* [Short problem A]
Return every line of the listing below that contains the string "dress". Case counts.

* [Document text]
** START **
Published on September 30th, 2019 | by Kim Green0
The Mother Diaries
By Kim Green
I still possess that pile of loose yellow sheets that I call the “Mother Diaries.” They were never meant to be a maudlin ode, never meant to appreciate or remember. Instead, they were an homage to the transformative power of gut-deep grief.
When I was 15, an unimaginable thing happened. My mother dropped dead on the New York City subway. That single moment transformed me and birthed a prolific scribe and teller of truths.
My parents were divorced, so when my father moved back, he toted a suitcase brimming with grief, rage and regret. A relentless question floated in the air: How can we live without her? I spent countless days and nights silently raging and questioning all of the things that were not for me to question. I now stand grateful for the audacity that tragedy instilled.
** END **
* [Short problem B]
Where did the narrator's mother die, according to the essay?

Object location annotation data
** START **
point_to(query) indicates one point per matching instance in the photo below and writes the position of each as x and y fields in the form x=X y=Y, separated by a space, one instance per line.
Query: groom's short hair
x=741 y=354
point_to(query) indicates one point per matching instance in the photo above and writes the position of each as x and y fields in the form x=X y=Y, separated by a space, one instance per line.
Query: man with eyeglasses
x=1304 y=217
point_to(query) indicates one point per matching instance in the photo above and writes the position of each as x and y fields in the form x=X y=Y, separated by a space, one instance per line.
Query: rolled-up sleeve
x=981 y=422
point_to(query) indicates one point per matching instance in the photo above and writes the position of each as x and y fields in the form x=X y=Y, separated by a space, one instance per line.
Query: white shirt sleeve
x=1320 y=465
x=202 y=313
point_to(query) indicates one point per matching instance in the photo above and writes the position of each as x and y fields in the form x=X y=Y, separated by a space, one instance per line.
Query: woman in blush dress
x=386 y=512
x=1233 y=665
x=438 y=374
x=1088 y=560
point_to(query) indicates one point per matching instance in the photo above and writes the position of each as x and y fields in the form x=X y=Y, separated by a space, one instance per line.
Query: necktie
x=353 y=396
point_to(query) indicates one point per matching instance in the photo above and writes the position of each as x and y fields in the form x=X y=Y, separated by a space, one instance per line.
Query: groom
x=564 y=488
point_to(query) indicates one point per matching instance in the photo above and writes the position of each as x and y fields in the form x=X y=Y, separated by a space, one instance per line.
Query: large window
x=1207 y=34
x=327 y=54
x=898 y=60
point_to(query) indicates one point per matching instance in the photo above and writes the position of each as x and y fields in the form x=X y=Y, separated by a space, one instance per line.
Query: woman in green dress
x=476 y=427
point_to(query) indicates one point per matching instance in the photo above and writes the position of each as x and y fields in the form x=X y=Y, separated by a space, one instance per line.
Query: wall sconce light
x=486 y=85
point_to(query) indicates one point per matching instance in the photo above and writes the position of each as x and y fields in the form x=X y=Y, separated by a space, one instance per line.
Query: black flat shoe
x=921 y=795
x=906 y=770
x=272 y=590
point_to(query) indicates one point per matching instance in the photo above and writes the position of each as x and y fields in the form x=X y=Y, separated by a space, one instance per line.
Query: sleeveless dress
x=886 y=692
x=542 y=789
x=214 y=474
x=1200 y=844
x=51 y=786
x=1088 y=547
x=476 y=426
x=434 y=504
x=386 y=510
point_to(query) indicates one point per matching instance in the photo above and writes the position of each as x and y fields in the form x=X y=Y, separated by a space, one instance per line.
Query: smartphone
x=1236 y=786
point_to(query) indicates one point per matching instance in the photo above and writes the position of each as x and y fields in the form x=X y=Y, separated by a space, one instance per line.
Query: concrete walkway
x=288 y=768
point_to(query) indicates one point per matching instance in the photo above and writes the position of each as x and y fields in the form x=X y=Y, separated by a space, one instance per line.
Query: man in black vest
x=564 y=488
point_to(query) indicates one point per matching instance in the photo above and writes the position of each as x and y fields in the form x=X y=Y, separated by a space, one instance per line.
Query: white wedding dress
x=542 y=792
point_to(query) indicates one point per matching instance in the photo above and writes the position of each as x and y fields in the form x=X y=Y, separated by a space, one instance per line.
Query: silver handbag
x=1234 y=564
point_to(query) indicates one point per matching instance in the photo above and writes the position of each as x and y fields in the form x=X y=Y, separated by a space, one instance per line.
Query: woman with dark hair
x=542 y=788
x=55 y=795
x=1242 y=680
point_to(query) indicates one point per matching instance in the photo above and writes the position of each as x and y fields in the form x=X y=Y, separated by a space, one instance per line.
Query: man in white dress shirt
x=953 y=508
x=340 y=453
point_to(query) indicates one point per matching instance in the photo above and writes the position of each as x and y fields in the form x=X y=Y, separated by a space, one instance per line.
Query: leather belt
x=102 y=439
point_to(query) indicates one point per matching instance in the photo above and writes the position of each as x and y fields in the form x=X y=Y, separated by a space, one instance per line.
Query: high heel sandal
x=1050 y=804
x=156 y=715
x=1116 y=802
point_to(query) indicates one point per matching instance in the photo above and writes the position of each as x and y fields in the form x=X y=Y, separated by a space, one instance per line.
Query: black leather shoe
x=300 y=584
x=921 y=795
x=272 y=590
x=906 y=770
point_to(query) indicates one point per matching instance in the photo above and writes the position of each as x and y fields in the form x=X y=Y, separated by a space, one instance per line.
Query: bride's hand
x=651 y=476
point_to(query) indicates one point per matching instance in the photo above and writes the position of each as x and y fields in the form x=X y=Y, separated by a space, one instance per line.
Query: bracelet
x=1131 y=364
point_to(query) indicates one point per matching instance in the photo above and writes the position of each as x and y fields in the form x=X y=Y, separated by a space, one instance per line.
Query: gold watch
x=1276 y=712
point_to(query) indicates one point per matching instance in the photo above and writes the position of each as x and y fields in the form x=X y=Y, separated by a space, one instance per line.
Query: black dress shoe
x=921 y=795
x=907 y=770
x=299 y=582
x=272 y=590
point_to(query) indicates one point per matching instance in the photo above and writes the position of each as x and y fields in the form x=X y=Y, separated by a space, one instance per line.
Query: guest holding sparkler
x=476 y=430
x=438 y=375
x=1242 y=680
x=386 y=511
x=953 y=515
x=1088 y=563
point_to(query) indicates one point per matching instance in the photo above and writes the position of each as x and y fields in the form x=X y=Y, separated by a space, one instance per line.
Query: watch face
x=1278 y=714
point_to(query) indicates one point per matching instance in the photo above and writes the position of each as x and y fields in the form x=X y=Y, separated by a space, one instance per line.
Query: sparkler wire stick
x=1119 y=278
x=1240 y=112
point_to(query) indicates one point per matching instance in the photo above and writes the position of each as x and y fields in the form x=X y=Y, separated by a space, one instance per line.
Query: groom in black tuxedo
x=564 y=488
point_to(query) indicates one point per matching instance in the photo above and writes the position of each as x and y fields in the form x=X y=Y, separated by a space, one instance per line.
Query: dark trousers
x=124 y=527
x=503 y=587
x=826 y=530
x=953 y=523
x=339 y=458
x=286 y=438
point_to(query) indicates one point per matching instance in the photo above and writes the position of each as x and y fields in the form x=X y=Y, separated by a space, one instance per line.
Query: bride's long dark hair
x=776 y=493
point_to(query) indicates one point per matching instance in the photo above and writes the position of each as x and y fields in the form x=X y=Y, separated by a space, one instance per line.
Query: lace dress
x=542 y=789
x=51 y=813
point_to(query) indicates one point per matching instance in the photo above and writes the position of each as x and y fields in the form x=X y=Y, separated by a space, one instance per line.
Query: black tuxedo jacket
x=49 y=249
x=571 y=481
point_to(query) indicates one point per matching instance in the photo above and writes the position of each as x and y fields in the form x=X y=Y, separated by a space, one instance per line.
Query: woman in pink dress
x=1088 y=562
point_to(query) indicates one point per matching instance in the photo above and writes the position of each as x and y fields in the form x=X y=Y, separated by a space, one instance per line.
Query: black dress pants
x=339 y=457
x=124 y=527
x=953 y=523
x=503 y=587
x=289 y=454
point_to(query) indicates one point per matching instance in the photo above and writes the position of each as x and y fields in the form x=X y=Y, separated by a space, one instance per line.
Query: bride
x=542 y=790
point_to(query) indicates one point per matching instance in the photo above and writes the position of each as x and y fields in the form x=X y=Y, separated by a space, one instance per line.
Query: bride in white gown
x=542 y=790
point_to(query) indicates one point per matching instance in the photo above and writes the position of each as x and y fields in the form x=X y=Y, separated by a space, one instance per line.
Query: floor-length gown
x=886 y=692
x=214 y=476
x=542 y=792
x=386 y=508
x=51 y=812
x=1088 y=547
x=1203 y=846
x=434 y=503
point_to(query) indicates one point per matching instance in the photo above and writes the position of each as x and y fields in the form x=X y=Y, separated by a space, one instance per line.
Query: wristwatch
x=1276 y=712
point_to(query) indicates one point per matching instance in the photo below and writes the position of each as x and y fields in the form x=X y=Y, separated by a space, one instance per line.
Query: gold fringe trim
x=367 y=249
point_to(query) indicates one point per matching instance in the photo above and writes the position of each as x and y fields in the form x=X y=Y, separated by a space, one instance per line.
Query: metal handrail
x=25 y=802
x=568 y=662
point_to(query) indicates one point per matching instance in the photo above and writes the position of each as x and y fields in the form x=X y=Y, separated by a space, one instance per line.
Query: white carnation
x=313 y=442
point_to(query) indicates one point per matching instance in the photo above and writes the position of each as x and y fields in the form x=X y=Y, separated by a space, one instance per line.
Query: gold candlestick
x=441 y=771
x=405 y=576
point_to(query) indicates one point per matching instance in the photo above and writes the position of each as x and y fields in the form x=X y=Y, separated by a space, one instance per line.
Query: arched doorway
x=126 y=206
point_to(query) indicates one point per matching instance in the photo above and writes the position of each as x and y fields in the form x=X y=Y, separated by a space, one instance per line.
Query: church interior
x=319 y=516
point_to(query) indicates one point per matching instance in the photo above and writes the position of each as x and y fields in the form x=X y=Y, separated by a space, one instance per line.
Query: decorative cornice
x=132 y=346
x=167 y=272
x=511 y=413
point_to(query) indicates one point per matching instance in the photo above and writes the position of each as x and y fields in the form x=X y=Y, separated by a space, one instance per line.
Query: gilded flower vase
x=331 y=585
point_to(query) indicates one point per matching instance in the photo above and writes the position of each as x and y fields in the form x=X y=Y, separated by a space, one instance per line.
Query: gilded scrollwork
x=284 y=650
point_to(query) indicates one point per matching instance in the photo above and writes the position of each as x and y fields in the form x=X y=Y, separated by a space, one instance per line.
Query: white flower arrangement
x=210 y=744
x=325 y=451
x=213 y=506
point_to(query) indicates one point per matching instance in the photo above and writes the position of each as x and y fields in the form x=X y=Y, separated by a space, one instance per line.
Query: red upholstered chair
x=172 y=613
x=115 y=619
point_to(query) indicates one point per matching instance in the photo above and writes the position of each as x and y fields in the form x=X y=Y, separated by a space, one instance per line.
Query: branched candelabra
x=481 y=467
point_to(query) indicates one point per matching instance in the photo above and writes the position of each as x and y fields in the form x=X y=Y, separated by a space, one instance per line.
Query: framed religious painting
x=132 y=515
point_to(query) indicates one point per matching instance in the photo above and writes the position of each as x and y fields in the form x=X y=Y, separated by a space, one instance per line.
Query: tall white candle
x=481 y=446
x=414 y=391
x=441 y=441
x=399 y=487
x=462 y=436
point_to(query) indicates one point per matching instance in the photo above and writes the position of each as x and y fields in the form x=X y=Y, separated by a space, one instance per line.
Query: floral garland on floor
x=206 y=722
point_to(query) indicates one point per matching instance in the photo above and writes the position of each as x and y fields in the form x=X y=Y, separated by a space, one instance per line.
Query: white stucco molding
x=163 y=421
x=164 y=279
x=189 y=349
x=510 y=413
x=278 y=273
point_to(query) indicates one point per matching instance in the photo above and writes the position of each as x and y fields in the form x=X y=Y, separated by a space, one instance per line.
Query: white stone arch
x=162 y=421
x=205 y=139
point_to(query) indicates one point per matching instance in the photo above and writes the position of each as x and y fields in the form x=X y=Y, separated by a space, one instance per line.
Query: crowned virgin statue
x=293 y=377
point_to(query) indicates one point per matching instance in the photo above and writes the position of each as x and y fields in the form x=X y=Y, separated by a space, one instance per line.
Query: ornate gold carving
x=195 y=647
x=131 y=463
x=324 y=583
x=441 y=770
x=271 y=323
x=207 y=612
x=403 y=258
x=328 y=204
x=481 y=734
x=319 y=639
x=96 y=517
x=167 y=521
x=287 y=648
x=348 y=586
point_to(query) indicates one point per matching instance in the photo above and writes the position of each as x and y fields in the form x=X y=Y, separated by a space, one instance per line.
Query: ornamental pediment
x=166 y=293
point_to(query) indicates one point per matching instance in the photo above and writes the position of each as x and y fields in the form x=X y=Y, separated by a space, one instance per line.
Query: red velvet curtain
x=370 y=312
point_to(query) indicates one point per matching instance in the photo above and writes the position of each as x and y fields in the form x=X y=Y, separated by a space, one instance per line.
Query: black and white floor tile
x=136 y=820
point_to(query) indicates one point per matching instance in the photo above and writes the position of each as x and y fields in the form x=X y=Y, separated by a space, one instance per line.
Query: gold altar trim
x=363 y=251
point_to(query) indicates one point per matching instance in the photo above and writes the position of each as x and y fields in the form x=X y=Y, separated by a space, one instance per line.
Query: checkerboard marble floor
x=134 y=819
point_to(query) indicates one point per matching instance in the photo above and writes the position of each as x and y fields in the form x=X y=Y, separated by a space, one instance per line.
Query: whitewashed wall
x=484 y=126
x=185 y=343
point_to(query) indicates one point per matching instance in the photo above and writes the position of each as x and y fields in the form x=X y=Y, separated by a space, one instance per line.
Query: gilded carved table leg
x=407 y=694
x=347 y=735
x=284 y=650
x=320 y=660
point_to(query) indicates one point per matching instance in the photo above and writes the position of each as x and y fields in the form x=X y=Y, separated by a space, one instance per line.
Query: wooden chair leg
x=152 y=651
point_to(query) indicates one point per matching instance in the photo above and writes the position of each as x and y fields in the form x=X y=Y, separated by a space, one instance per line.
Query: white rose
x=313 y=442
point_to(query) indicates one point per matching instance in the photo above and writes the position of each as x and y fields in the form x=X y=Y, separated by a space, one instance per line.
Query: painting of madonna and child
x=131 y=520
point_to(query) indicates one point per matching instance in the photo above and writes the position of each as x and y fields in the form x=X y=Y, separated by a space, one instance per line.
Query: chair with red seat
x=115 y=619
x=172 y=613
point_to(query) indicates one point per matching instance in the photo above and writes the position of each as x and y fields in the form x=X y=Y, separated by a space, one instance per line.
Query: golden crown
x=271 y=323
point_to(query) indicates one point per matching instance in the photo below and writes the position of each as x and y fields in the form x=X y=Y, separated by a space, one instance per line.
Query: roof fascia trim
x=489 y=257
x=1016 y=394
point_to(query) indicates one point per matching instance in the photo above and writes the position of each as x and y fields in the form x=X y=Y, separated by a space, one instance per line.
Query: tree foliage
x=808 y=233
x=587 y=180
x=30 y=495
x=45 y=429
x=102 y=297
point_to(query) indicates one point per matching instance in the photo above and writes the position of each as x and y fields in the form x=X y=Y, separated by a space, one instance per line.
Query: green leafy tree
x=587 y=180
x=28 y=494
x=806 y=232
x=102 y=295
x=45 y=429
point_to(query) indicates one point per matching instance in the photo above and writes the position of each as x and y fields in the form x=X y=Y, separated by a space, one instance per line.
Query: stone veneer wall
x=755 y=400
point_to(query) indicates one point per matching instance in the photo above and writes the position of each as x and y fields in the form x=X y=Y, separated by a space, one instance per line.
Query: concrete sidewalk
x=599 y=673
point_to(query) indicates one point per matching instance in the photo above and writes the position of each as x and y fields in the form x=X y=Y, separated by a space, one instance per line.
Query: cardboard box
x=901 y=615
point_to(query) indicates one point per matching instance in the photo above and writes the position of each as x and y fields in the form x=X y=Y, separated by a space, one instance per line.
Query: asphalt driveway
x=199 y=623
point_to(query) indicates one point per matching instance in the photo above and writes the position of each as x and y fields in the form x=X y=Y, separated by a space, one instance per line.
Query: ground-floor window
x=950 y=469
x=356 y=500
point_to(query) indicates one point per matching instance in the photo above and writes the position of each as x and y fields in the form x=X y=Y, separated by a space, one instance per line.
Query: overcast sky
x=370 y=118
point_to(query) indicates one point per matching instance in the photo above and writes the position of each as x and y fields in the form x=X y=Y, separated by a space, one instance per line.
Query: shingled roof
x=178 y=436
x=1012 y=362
** END **
* [Answer A]
Query: woman in blush dress
Query: woman in green dress
Query: sleeveless dress
Query: white wedding dress
Query: man in white dress shirt
Query: black dress shoe
Query: lace dress
Query: woman in pink dress
Query: black dress pants

* [Answer B]
On the New York City subway.